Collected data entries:
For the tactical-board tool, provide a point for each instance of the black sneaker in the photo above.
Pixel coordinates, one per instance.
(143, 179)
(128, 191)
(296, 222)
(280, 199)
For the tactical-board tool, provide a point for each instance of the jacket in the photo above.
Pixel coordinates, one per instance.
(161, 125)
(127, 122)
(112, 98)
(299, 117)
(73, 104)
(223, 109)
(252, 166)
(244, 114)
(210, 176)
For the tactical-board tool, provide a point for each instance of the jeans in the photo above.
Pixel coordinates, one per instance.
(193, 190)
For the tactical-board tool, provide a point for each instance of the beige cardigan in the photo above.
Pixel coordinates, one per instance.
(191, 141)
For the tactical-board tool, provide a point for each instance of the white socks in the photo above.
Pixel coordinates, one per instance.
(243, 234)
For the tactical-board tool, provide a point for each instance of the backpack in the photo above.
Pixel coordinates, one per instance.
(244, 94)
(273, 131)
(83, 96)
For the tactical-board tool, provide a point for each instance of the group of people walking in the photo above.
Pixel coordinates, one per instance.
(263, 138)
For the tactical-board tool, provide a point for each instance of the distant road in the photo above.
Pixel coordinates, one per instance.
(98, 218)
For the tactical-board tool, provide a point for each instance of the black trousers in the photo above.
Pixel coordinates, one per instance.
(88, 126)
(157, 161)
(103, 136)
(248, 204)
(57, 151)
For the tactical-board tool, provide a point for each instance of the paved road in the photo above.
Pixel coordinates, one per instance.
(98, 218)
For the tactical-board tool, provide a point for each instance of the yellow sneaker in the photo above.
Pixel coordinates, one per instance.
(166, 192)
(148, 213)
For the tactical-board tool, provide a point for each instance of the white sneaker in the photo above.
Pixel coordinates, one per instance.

Task objective:
Quote all of the entries exactly as they appear.

Solution:
For the tactical-board tool, provide a point for each instance of the black sneaker in the photo above.
Pixel coordinates, one per instance.
(143, 179)
(128, 191)
(296, 222)
(280, 199)
For the tactical-board tool, provide a point for each instance of the jacket in the photo above.
Pixel coordinates, one per instance.
(161, 125)
(127, 122)
(112, 98)
(299, 117)
(73, 104)
(223, 109)
(252, 166)
(244, 114)
(210, 176)
For the tactical-board tool, provide a point for each instance of the jeans in the photo above.
Pixel coordinates, one per instance.
(193, 190)
For the tactical-board tool, provide a point for each instance of the beige cardigan in the photo above.
Pixel coordinates, one per instance.
(191, 141)
For the tactical-board tool, provide a point for each instance of the white socks in the photo above.
Pixel coordinates, one per instance.
(243, 234)
For the tactical-board tool, provide a point for each instance of the backpack in the photo above.
Pixel coordinates, one per instance.
(244, 94)
(273, 131)
(83, 96)
For the tactical-board tool, provide a point for each instance of the group of people walking in the photo above.
Pixel coordinates, one per instance.
(263, 138)
For the tactical-board tool, provide a point for each instance of the distant road in the photo above.
Pixel coordinates, one per instance.
(98, 218)
For the tactical-board tool, provide a point for each instance of the black trousers in the photo above.
Pixel coordinates, one per instance.
(88, 126)
(157, 161)
(103, 136)
(248, 204)
(57, 151)
For the tactical-board tool, provide a point for each instance of the paved road in the photo above.
Pixel coordinates, one per instance.
(98, 218)
For the tactical-board tool, provide a point for each instance of the yellow sneaker in the photo above.
Pixel coordinates, one per instance.
(166, 192)
(148, 213)
For the tactical-board tool, provide a point for each instance of the white sneaker in the photo above.
Pixel coordinates, one per instance.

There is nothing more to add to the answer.